> **PROBLEM STATEMENT**:
Report every line in the rows below that contains the word "hair", copying each such line in full. Treat uppercase and lowercase letters as distinct when matching.

> **EXTRACTED DATA**:

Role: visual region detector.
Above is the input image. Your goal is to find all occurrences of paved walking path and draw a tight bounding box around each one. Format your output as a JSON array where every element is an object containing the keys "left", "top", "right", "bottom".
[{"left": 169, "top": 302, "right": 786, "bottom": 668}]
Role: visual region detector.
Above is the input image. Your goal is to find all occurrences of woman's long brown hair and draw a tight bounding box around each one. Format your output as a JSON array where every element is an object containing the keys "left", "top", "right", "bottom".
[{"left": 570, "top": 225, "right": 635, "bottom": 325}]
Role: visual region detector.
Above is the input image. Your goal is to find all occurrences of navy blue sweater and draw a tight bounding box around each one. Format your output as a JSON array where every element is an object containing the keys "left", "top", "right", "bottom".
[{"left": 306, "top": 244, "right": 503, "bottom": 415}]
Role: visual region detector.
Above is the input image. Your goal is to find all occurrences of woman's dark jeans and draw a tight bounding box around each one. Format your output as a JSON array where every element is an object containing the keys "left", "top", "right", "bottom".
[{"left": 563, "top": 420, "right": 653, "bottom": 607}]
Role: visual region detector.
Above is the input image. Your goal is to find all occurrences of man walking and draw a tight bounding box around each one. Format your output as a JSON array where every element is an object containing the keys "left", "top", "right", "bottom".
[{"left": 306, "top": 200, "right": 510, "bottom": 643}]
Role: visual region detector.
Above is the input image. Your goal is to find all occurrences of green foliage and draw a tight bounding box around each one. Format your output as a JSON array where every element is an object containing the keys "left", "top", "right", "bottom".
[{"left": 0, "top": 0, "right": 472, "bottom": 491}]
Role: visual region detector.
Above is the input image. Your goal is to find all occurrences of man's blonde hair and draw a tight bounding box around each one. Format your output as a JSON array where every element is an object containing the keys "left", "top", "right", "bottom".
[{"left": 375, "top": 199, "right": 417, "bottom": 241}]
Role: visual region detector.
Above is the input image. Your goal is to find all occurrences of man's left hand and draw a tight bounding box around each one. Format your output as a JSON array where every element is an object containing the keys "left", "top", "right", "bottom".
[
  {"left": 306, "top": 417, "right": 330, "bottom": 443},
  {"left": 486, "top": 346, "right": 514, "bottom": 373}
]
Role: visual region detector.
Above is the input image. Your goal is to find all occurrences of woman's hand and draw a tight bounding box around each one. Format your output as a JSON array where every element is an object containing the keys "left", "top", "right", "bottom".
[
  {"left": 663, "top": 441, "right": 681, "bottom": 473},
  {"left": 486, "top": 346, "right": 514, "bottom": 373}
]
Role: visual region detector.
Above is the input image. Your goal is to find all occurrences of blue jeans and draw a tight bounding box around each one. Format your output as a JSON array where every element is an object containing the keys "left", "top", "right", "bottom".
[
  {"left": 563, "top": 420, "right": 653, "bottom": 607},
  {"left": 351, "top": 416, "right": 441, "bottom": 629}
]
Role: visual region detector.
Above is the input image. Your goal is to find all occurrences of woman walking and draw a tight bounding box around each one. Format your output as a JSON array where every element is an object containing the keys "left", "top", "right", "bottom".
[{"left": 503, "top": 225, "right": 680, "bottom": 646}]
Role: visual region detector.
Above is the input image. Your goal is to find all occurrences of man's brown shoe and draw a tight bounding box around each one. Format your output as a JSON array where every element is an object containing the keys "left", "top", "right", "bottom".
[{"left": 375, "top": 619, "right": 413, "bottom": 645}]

> **TASK RESULT**:
Above is the input image. Your goal is to find all occurrences of woman's long brown hair and draw a tight bounding box around each one. Format your output as a JSON array where every element is an object containing the keys "left", "top", "right", "bottom".
Above is the input image. Your goal is to find all occurrences of man's blonde hair and draw a tight bounding box around each one. Format your output as a JSON array where every element is an object containing the keys "left", "top", "right", "bottom".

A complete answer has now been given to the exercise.